> [To do]: Arrange the lines of the material below, from the line holding "For the benchmark, point out every instance of the pine" through the line holding "point(133, 217)", both included, as a Markdown table with a Row column and a Line column, one numbered row per line. Leave out any blank lines.
--*--
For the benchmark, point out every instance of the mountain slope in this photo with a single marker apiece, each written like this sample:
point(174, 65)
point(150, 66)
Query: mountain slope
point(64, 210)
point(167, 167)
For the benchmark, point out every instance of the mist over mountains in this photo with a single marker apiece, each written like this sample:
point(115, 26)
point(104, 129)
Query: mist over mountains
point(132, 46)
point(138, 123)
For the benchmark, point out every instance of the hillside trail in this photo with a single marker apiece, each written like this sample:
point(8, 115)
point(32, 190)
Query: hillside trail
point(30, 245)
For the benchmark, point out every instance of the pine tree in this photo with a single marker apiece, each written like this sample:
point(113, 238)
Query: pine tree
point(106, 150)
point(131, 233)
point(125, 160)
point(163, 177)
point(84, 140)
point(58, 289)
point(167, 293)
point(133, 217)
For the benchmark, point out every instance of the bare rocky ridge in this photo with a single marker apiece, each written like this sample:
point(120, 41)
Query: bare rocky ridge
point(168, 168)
--*--
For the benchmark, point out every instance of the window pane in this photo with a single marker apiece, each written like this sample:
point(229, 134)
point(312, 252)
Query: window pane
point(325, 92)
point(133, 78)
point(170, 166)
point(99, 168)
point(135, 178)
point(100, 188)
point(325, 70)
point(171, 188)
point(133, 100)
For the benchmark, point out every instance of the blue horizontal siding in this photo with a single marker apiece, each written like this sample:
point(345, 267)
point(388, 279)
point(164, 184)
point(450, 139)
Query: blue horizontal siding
--*--
> [Result]:
| Row | Line |
|---|---|
| 1 | For the benchmark, point out every instance of the pine tree in this photo with a single marker apiece, each written like this sample: |
| 2 | point(113, 238) |
| 3 | Query: pine tree |
| 4 | point(106, 150) |
| 5 | point(131, 233) |
| 6 | point(125, 160) |
| 7 | point(163, 177) |
| 8 | point(84, 140) |
| 9 | point(58, 289) |
| 10 | point(167, 293) |
| 11 | point(133, 217) |